Boiling kills microorganisms — full stop. It partially removes free chlorine (slowly), barely touches chloramine, and does not remove fluoride, PFAS, lead or nitrates at all. Because boiling evaporates water while non-volatile contaminants stay behind, it actually leaves those contaminants slightly more concentrated. If your goal is anything other than disinfection, boiling is the wrong tool.
The quick answer table
| Contaminant | Does boiling remove it? | What happens |
|---|---|---|
| Bacteria, viruses, protozoa | Yes | Destroyed at a rolling boil — this is what boiling is for |
| Free chlorine | Partially | Volatile; off-gasses over several minutes of boiling |
| Chloramine | Barely | Far more stable than chlorine; boiling removes it very slowly |
| Temporary hardness | Partially | Some precipitates as kettle scale; permanent hardness remains |
| Fluoride | No — concentrates | Non-volatile ion; stays behind as water evaporates |
| PFAS | No — concentrates | Extremely heat-stable; unaffected by boiling |
| Lead & heavy metals | No — concentrates | Non-volatile; concentration rises as volume falls |
| Nitrates | No — concentrates | Non-volatile; same concentration effect |
| Sediment | No | Boiling does not filter particles |
What boiling actually does
Boiling is a disinfection method. A rolling boil destroys bacteria, viruses and protozoa reliably, which is why utilities issue boil-water notices after contamination events — and for that job, nothing beats it for simplicity. Chemically, though, boiling can only do two things: drive off compounds that are volatile (evaporate readily), and evaporate the water itself. Anything dissolved in the water that isn’t volatile — minerals, fluoride, PFAS, metals, nitrates — simply stays behind in a shrinking volume of water. That’s why boiling concentrates most contaminants rather than removing them.

Exercise requirements
Rewrite the stretch from "Boiling kills microorganisms" through "the wrong tool." of the text on boiling water, putting "germs" in place of "microorganisms".

Provided material

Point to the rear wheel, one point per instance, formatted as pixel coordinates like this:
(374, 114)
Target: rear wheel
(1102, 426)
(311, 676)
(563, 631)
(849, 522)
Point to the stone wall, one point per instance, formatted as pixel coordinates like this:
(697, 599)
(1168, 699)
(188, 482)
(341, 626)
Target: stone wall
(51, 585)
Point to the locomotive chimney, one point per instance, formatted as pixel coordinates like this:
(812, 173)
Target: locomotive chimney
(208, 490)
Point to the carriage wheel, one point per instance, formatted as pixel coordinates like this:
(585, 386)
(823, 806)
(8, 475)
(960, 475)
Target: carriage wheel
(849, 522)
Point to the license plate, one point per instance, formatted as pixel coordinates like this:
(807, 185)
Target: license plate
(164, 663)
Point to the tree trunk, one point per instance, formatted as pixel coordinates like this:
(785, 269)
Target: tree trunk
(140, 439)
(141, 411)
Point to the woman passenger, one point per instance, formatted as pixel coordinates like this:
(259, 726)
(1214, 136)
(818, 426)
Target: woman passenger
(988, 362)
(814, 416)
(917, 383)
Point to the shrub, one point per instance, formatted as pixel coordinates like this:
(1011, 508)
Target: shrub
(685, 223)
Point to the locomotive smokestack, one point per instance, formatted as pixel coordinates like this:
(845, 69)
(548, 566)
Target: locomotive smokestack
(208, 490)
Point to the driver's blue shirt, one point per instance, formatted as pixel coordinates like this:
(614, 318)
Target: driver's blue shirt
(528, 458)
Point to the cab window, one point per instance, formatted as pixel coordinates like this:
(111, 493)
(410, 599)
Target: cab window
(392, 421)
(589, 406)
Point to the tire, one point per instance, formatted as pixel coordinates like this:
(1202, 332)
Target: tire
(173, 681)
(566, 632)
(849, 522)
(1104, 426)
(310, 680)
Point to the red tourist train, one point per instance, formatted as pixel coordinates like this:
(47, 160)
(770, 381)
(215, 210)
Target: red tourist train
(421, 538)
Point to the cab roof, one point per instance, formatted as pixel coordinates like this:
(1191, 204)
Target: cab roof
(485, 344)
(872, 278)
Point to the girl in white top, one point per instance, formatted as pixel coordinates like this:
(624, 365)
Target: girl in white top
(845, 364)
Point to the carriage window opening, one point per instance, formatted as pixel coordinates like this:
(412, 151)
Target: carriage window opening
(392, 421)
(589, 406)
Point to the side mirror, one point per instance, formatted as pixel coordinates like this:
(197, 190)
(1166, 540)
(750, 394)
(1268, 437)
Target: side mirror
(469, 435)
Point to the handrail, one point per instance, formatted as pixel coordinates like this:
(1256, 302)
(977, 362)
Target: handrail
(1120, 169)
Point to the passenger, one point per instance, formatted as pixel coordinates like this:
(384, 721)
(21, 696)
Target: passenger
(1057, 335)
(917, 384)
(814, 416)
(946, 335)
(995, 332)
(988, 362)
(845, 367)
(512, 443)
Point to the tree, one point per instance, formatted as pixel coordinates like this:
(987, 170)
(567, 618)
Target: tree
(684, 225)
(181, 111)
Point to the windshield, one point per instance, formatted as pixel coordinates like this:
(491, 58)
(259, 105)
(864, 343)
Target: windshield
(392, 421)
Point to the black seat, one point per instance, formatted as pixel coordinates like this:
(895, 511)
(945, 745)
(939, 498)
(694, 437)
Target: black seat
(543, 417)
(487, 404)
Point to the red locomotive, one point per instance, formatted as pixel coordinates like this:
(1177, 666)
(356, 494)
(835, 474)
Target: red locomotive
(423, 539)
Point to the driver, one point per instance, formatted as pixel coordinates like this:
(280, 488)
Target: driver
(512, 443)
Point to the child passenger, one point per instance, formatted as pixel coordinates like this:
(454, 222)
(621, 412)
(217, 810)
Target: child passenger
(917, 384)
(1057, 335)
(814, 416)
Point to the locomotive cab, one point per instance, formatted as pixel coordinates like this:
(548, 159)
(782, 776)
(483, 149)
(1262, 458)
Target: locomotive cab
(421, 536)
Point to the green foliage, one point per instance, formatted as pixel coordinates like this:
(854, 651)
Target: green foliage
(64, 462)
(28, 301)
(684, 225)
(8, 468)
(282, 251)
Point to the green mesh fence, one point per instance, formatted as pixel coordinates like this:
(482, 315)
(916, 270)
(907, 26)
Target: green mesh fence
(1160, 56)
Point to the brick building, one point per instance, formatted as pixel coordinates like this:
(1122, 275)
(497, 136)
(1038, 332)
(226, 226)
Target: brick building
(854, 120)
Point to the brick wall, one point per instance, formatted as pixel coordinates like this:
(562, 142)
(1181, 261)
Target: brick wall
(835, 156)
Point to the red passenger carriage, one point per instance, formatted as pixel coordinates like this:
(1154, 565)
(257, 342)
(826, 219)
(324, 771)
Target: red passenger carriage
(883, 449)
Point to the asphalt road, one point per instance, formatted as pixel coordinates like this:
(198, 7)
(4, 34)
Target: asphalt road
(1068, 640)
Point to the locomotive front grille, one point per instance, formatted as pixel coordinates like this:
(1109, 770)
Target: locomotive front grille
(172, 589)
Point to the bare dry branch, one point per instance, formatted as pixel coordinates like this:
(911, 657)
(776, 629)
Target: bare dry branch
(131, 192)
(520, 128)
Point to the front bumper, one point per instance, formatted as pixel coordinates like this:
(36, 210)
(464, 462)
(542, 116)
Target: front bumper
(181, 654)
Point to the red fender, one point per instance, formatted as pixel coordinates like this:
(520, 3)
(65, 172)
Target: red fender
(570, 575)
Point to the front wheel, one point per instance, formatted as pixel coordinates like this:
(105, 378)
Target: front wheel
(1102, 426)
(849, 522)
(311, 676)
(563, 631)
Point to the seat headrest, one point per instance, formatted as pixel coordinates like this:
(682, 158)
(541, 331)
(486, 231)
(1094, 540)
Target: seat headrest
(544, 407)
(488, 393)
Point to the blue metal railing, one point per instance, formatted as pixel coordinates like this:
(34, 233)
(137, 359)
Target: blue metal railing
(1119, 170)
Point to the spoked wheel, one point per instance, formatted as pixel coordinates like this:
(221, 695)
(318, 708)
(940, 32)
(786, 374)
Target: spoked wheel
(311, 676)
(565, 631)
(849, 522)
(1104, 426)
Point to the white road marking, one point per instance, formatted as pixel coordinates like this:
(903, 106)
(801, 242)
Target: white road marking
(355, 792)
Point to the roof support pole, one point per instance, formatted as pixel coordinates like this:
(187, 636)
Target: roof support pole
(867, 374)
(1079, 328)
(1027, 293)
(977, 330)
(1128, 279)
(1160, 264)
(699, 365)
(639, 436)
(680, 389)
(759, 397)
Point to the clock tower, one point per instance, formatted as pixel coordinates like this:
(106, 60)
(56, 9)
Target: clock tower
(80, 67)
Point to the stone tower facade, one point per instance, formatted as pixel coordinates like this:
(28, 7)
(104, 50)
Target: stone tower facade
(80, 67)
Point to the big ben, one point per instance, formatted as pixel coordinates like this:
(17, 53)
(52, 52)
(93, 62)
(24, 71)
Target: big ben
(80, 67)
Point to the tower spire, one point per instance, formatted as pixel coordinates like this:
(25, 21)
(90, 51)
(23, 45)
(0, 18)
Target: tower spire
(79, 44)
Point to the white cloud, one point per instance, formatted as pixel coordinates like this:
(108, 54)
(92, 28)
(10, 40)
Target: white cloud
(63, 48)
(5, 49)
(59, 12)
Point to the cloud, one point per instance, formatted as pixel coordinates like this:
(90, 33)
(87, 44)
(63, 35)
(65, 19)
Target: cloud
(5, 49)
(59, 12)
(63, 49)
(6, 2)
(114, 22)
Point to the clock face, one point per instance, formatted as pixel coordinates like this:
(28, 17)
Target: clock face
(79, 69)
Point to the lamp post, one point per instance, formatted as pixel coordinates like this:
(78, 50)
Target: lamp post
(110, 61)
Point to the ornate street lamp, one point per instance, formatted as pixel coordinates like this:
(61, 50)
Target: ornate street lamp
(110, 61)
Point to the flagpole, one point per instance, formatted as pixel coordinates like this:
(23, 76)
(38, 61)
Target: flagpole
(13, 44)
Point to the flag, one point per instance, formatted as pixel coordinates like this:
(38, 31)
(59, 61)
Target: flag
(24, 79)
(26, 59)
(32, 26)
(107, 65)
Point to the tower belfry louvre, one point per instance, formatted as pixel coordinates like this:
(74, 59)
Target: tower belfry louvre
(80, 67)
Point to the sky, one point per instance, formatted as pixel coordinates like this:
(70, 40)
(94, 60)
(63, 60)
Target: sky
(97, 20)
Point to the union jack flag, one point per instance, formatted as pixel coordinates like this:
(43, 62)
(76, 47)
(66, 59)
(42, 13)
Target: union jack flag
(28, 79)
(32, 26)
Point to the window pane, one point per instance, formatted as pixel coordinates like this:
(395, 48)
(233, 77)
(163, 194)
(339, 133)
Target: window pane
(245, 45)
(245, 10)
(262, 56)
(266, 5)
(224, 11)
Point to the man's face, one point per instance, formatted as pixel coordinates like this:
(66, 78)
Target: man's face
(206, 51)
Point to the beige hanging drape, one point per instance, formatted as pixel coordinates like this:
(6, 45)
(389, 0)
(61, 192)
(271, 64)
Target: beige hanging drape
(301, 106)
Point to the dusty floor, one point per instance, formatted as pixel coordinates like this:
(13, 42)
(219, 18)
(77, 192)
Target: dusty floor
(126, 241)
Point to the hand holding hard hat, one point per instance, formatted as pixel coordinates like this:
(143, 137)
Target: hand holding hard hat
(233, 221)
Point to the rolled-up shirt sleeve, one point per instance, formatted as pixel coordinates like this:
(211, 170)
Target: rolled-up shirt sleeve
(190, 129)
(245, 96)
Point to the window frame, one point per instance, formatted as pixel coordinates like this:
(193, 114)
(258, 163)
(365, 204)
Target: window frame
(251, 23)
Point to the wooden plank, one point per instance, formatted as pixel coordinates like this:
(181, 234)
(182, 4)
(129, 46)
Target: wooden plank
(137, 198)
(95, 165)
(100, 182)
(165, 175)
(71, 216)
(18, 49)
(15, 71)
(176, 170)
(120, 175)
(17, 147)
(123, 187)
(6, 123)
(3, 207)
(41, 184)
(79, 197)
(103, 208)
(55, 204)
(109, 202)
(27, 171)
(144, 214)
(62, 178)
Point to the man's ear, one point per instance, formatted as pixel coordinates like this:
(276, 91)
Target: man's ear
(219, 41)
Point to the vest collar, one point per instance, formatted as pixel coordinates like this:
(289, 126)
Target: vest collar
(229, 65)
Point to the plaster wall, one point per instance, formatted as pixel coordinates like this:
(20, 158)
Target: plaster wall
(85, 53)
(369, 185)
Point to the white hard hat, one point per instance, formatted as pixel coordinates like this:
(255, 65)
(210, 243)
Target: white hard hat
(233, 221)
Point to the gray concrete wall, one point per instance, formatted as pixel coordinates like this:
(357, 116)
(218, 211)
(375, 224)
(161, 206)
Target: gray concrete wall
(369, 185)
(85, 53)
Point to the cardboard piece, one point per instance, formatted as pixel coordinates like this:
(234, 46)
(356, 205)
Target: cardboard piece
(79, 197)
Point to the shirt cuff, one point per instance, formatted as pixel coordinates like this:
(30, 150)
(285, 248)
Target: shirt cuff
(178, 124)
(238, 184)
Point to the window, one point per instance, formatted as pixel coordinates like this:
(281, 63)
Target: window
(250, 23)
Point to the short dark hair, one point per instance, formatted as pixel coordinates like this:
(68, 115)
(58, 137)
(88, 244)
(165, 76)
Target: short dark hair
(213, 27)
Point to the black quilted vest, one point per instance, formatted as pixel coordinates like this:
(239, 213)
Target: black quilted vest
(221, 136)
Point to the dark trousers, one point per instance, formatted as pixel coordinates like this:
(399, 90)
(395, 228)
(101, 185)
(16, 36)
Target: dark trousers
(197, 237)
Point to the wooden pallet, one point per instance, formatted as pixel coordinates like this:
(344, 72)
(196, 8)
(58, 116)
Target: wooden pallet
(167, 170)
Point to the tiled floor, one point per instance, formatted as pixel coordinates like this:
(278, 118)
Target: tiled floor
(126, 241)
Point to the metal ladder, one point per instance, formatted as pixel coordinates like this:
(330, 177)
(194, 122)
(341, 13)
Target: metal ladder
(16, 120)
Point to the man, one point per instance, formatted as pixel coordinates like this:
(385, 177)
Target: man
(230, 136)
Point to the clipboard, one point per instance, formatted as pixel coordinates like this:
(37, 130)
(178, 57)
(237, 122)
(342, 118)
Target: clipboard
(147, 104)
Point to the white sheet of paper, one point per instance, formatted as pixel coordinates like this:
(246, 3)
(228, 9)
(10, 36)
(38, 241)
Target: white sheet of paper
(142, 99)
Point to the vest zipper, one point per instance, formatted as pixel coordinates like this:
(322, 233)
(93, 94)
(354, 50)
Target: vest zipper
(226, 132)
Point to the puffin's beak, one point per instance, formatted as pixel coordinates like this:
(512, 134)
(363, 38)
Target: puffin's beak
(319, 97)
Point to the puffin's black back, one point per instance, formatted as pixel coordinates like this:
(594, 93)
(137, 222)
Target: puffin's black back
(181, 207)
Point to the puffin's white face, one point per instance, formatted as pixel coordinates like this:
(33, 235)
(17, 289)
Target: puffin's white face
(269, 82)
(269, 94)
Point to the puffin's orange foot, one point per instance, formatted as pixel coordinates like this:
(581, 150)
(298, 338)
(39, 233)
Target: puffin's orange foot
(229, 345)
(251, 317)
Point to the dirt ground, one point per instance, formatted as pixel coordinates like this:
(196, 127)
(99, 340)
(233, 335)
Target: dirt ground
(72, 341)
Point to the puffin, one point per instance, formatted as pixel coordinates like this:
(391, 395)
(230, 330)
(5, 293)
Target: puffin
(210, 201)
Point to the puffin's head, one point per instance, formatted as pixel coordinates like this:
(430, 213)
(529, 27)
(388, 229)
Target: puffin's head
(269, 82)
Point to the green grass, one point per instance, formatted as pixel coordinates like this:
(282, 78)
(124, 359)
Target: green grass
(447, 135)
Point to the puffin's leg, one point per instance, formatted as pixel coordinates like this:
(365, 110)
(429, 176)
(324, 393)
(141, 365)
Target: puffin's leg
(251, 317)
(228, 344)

Task output
Boiling kills germs — full stop. It partially removes free chlorine (slowly), barely touches chloramine, and does not remove fluoride, PFAS, lead or nitrates at all. Because boiling evaporates water while non-volatile contaminants stay behind, it actually leaves those contaminants slightly more concentrated. If your goal is anything other than disinfection, boiling is the wrong tool.